Records for this task ->
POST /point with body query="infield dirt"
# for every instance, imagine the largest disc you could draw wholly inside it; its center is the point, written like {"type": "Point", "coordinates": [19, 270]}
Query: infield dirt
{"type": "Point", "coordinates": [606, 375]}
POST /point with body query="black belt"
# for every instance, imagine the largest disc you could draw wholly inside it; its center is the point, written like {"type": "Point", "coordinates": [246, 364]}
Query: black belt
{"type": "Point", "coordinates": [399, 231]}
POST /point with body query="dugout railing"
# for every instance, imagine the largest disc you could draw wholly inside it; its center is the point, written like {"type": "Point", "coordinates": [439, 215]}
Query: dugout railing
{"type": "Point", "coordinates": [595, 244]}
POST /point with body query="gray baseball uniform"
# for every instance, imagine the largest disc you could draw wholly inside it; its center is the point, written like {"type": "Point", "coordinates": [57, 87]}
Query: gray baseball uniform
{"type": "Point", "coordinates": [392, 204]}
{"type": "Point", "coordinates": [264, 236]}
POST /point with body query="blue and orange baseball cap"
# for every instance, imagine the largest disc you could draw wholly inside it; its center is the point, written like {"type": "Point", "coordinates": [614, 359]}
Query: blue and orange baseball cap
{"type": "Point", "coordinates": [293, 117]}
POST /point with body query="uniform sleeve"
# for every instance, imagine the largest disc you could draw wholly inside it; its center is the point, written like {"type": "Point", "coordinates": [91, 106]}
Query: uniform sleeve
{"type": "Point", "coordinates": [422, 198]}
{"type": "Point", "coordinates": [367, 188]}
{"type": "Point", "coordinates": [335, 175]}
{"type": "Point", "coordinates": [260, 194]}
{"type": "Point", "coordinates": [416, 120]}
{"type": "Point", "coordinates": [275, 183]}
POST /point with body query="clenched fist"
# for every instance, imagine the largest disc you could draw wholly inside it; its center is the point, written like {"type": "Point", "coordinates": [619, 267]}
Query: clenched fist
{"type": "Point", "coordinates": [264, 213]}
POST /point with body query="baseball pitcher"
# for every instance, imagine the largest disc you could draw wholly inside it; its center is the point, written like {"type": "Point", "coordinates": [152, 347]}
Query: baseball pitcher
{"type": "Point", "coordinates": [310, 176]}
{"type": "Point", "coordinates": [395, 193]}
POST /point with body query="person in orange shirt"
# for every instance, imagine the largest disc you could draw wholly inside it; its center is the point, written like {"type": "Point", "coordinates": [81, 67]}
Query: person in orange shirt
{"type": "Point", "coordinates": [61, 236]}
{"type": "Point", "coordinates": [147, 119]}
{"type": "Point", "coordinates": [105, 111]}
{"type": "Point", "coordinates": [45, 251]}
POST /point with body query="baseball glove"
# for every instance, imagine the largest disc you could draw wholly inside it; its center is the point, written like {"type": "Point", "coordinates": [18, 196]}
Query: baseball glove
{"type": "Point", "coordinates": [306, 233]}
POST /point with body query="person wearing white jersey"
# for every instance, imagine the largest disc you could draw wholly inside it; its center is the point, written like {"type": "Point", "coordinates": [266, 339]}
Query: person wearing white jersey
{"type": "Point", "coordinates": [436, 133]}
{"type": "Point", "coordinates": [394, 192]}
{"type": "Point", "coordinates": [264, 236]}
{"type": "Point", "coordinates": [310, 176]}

Aim of the task ->
Retype the material above, line by line, exactly.

Answer in full ->
POST /point with body query="infield dirt"
# for every instance, imagine the largest disc you could draw wholly inside it; its center is the point, written like {"type": "Point", "coordinates": [19, 270]}
Query: infield dirt
{"type": "Point", "coordinates": [606, 375]}
POST /point with body query="black belt"
# for every instance, imagine the largest disc you could draw wholly inside it; its center is the point, written like {"type": "Point", "coordinates": [246, 364]}
Query: black belt
{"type": "Point", "coordinates": [399, 231]}
POST /point with body query="dugout railing"
# for every instance, imagine the largest disc you could draw wholly inside it; its center is the point, written like {"type": "Point", "coordinates": [439, 215]}
Query: dugout railing
{"type": "Point", "coordinates": [595, 244]}
POST /point with body query="gray baseball uniform"
# for every instance, imagine the largest disc you could draw wholly inside it; its center is the point, written like {"type": "Point", "coordinates": [57, 87]}
Query: gray baseball uniform
{"type": "Point", "coordinates": [392, 204]}
{"type": "Point", "coordinates": [264, 236]}
POST /point with body query="blue and orange baseball cap"
# for every instance, imagine the largest disc you could draw wholly inside it; its center is the point, written like {"type": "Point", "coordinates": [614, 359]}
Query: blue and orange baseball cap
{"type": "Point", "coordinates": [293, 117]}
POST /point with body query="uniform sleeve"
# for every instance, imagine the largest disc you could draw wholly inside it; its center is the point, written like {"type": "Point", "coordinates": [91, 106]}
Query: uniform sleeve
{"type": "Point", "coordinates": [422, 198]}
{"type": "Point", "coordinates": [367, 188]}
{"type": "Point", "coordinates": [335, 175]}
{"type": "Point", "coordinates": [260, 194]}
{"type": "Point", "coordinates": [416, 120]}
{"type": "Point", "coordinates": [275, 183]}
POST /point with body query="clenched fist"
# for every instance, imagine the largest disc you could draw wholly inside it; its center is the point, written like {"type": "Point", "coordinates": [619, 267]}
Query: clenched fist
{"type": "Point", "coordinates": [264, 213]}
POST /point with body query="baseball pitcher"
# for every instance, imagine the largest disc you could draw wholly inside it; its center is the point, written like {"type": "Point", "coordinates": [152, 347]}
Query: baseball pitcher
{"type": "Point", "coordinates": [310, 176]}
{"type": "Point", "coordinates": [395, 193]}
POST /point with body query="person in orange shirt"
# for every instance, imagine the largest disc you could draw wholly inside it; its center is the point, written like {"type": "Point", "coordinates": [81, 67]}
Query: person in orange shirt
{"type": "Point", "coordinates": [61, 236]}
{"type": "Point", "coordinates": [147, 119]}
{"type": "Point", "coordinates": [105, 111]}
{"type": "Point", "coordinates": [45, 251]}
POST /point with body query="baseball glove"
# for every instance, imagine the largest disc you could draw wholly inside it; its center is the point, written like {"type": "Point", "coordinates": [18, 196]}
Query: baseball glove
{"type": "Point", "coordinates": [306, 233]}
POST /point with body query="person wearing white jersey"
# for every instance, imagine the largest disc you could draw wholly inside it; its center is the point, written like {"type": "Point", "coordinates": [266, 339]}
Query: person wearing white jersey
{"type": "Point", "coordinates": [436, 133]}
{"type": "Point", "coordinates": [394, 192]}
{"type": "Point", "coordinates": [264, 236]}
{"type": "Point", "coordinates": [310, 176]}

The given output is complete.